→ **Consigne**: Reproduisez tout le matériel ci-dessous, ligne par ligne, sans rien y changer.

→ **Matériel fourni**:
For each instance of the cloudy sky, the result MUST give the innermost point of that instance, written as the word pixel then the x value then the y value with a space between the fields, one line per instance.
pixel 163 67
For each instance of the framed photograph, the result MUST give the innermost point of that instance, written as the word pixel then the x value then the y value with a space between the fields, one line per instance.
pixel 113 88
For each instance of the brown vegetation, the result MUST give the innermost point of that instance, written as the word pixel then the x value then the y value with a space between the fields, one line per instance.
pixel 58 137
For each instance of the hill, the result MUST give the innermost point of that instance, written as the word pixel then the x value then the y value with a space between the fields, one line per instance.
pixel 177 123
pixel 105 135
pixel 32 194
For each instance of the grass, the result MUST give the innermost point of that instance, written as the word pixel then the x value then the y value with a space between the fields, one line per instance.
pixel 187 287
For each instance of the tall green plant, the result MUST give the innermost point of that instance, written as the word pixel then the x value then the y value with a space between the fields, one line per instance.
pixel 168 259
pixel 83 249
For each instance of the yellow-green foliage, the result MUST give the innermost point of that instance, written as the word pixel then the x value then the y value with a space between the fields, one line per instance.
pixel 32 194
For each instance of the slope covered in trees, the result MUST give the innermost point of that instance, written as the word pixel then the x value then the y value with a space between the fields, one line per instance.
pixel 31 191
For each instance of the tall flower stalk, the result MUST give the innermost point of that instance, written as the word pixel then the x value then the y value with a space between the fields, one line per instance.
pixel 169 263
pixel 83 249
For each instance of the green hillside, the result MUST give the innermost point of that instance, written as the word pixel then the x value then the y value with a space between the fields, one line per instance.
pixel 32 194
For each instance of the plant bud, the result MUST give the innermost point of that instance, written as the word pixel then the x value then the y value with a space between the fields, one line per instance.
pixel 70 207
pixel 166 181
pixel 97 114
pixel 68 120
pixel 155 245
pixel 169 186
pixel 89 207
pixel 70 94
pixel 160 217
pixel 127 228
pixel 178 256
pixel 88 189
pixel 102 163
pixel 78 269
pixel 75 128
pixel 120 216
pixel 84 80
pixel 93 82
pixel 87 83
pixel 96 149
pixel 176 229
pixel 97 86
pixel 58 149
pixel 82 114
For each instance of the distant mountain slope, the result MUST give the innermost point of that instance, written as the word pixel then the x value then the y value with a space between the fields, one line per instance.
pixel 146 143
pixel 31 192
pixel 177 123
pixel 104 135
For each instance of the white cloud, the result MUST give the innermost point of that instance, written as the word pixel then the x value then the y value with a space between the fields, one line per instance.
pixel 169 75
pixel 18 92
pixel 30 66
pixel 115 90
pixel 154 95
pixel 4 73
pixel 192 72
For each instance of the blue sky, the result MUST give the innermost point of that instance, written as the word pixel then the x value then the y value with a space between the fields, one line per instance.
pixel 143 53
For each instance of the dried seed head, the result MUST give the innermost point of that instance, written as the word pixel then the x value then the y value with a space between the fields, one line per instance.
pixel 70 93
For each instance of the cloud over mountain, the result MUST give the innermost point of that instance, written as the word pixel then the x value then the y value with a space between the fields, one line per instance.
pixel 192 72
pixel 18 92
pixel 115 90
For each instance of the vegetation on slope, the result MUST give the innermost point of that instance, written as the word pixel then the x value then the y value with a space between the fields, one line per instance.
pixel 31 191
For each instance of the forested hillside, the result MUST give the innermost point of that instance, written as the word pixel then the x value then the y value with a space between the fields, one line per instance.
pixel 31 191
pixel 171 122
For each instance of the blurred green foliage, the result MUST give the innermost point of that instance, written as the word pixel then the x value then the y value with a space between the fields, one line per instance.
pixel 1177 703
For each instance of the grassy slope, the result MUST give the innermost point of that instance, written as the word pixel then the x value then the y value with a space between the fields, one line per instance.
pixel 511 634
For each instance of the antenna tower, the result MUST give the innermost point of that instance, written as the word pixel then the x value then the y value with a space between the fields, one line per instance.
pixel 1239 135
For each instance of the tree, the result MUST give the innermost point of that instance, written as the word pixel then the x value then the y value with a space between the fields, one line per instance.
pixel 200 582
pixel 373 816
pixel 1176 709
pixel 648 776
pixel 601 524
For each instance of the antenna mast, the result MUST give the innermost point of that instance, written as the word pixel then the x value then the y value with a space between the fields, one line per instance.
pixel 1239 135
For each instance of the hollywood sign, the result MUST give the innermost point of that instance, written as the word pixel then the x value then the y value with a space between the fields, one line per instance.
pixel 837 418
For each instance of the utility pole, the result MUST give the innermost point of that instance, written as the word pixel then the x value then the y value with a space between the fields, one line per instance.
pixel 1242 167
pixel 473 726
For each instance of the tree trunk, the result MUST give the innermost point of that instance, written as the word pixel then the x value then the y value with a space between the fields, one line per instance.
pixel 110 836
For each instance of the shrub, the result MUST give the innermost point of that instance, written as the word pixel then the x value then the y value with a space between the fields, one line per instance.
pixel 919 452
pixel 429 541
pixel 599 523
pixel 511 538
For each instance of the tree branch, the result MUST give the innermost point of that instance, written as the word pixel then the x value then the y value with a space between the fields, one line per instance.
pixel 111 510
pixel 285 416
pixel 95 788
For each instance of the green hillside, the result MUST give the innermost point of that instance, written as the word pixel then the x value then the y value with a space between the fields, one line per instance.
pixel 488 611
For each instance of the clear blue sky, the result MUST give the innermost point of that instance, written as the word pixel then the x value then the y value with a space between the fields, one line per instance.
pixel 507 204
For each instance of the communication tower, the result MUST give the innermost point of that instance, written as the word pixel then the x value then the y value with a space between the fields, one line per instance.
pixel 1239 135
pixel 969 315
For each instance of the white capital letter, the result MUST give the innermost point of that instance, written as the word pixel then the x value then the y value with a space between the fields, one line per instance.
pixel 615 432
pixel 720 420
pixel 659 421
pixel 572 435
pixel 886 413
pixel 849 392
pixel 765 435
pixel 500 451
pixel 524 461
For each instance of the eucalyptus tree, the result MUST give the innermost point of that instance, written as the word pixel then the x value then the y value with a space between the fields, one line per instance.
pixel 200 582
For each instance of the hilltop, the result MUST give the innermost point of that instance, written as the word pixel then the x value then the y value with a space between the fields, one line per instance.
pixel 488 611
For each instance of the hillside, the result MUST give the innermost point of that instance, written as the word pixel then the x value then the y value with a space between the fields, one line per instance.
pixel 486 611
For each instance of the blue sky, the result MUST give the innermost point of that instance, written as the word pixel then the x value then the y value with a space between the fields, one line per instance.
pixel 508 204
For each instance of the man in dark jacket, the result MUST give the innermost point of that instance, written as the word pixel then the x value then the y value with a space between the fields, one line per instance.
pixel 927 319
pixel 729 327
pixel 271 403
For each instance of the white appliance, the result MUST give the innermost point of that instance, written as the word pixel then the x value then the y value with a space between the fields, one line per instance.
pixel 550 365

→ **Réponse**:
For each instance of the cloudy sky, the result MUST give the innermost point of that instance, written as the word pixel then the x value then the y value with a space between the fields, one line per instance.
pixel 163 67
For each instance of the framed photograph, the result MUST give the innermost point of that instance, written as the word pixel then the x value then the y value with a space between the fields, one line per instance.
pixel 113 88
For each instance of the brown vegetation, the result MUST give the innermost point of that instance, written as the word pixel then the x value then the y value with a space between the fields, one line per instance.
pixel 58 137
For each instance of the hill, the result MUST give the innermost point of that instance, written as the word pixel then the x value then the y value with a space between the fields, one line per instance.
pixel 177 123
pixel 105 135
pixel 32 194
For each instance of the grass, the result MUST give the innermost point of that instance, written as the word pixel then the x value then the y value with a space between the fields, one line per instance.
pixel 187 287
For each instance of the tall green plant, the result MUST give the innermost point of that instance, written as the word pixel then the x value then the y value with a space between the fields, one line per instance.
pixel 168 259
pixel 83 249
For each instance of the yellow-green foliage, the result MUST give the innermost point of that instance, written as the word pixel then the x value then the y value with a space between the fields, one line per instance.
pixel 32 194
For each instance of the slope covered in trees, the result MUST give the innermost point of that instance, written as the word pixel then the x value then the y value with a space between the fields, one line per instance.
pixel 31 191
For each instance of the tall flower stalk, the result MUST give the innermost point of that instance, written as the word pixel then the x value then the y value with a space between the fields, one line per instance.
pixel 169 263
pixel 83 249
For each instance of the green hillside, the result MUST give the innermost point of that instance, written as the word pixel then the x value then the y value with a space between the fields, one line per instance.
pixel 32 194
For each instance of the plant bud, the result MUST give the innermost point of that instance, written as the word pixel then the x value then the y value with a space between the fields, one line per instance.
pixel 70 207
pixel 166 181
pixel 97 114
pixel 68 120
pixel 155 245
pixel 169 186
pixel 89 207
pixel 70 94
pixel 160 217
pixel 127 228
pixel 178 256
pixel 88 189
pixel 102 163
pixel 78 269
pixel 75 128
pixel 120 216
pixel 84 80
pixel 93 82
pixel 87 83
pixel 96 149
pixel 176 229
pixel 97 86
pixel 58 149
pixel 82 114
For each instance of the distant mountain slope, the result MUST give the innermost point of that instance, written as the word pixel then the x value then the y value with a space between the fields, one line per instance.
pixel 146 143
pixel 31 192
pixel 177 123
pixel 104 135
For each instance of the white cloud, the result MUST give the innermost point of that instance, written as the word pixel then the x value then the y value with a space between the fields, one line per instance.
pixel 169 75
pixel 18 92
pixel 30 66
pixel 115 90
pixel 154 95
pixel 4 73
pixel 192 72
For each instance of the blue sky, the result MUST give the innermost point of that instance, written as the word pixel then the x value then the y value with a space between the fields, one line per instance.
pixel 143 53
For each instance of the dried seed head, the result MUST give the innermost point of that instance, written as the word pixel then the x value then the y value with a space between the fields, one line per instance.
pixel 70 93
For each instance of the cloud over mountain, the result MUST give the innermost point of that instance, written as the word pixel then the x value then the y value with a space between the fields, one line per instance.
pixel 192 72
pixel 18 92
pixel 115 90
For each instance of the vegetation on slope, the result MUST give the innermost point of that instance, written as the word pixel then the x value then the y value with a space between the fields, one line per instance.
pixel 31 191
For each instance of the forested hillside, the result MUST give the innermost point of that instance, written as the word pixel then the x value then the y value with a space between the fields, one line per instance.
pixel 31 191
pixel 171 122
For each instance of the blurred green foliage, the result MUST give the innermost point of that instance, written as the word pixel then the x value then the y value with a space between the fields, one line per instance.
pixel 1177 703
For each instance of the grassy slope, the result MUST give the innermost point of that instance, written as the word pixel then the x value then the y value with a space between the fields, one line per instance.
pixel 511 634
For each instance of the antenna tower, the result MUST give the innermost point of that instance, written as the word pixel then the x value then the y value with a space between the fields, one line per instance.
pixel 1239 135
For each instance of the tree, the result MUST give the innermost point of that instance, written as the word pixel then the x value then the y value with a space between the fields, one line per instance.
pixel 200 582
pixel 373 816
pixel 1176 709
pixel 648 776
pixel 601 524
For each instance of the antenna mast, the result MUST give the innermost point of that instance, written as the word pixel then the x value then the y value with a space between the fields, one line per instance.
pixel 1239 135
For each instance of the hollywood sign, the result MUST give the innermost point of that instance, written as the word pixel then the x value then the y value with a space between the fields, one line per instance.
pixel 837 418
For each instance of the utility pole, the result MUST give the innermost point of that instance, written as the word pixel then the x value then the y value with a space between the fields, one line per instance.
pixel 1242 167
pixel 473 726
For each instance of the tree trunk, the result MUST give the innermost point of that instance, written as the word pixel then the x value then the y value with a space between the fields, one line per instance.
pixel 110 836
For each instance of the shrub, the result MUST give the innermost point of that instance, written as the word pixel then the x value then the y value with a space between the fields, one line per instance.
pixel 919 452
pixel 429 541
pixel 599 523
pixel 511 538
For each instance of the tree branch, the result MUST give the innermost point of that instance, written as the word pixel then the x value then the y value with a space between the fields, one line per instance.
pixel 111 510
pixel 285 416
pixel 95 788
For each instance of the green hillside, the result MUST give the innermost point of that instance, written as the word pixel then the x value then the y value with a space between the fields, one line per instance.
pixel 488 611
For each instance of the clear blue sky, the result MUST give the innermost point of that instance, written as the word pixel then the x value then the y value with a space between the fields, one line per instance.
pixel 507 204
For each instance of the communication tower, the result MUST give the innermost point of that instance, written as the word pixel then the x value then the y value with a space between the fields, one line per instance.
pixel 1239 135
pixel 969 315
For each instance of the white capital letter, the result MUST give the innermost point of that instance, written as the word pixel then the x value then the y value with a space between the fields, one line per instance.
pixel 615 432
pixel 720 420
pixel 659 421
pixel 572 435
pixel 886 413
pixel 849 392
pixel 765 435
pixel 500 451
pixel 524 461
For each instance of the eucalyptus tree, the result MUST give the innermost point of that instance, written as the word pixel then the x value then the y value with a space between the fields, one line per instance.
pixel 200 582
For each instance of the hilltop, the result MUST give the innermost point of that instance, written as the word pixel then the x value then the y value with a space between the fields, one line per instance.
pixel 488 611
For each instance of the hillside, the result MUST give the innermost point of that instance, written as the word pixel then the x value then the y value with a space between the fields, one line per instance.
pixel 486 611
For each instance of the blue sky, the result MUST give the innermost point of that instance, written as the word pixel then the x value then the y value with a space between the fields, one line per instance.
pixel 508 204
For each instance of the man in dark jacket, the result MUST give the innermost point of that instance, written as the word pixel then the x value then the y value with a space between the fields, one line per instance.
pixel 927 319
pixel 729 327
pixel 271 403
For each instance of the white appliance, the result MUST give the innermost point of that instance, written as the word pixel then the x value then the y value with a space between the fields, one line per instance.
pixel 550 365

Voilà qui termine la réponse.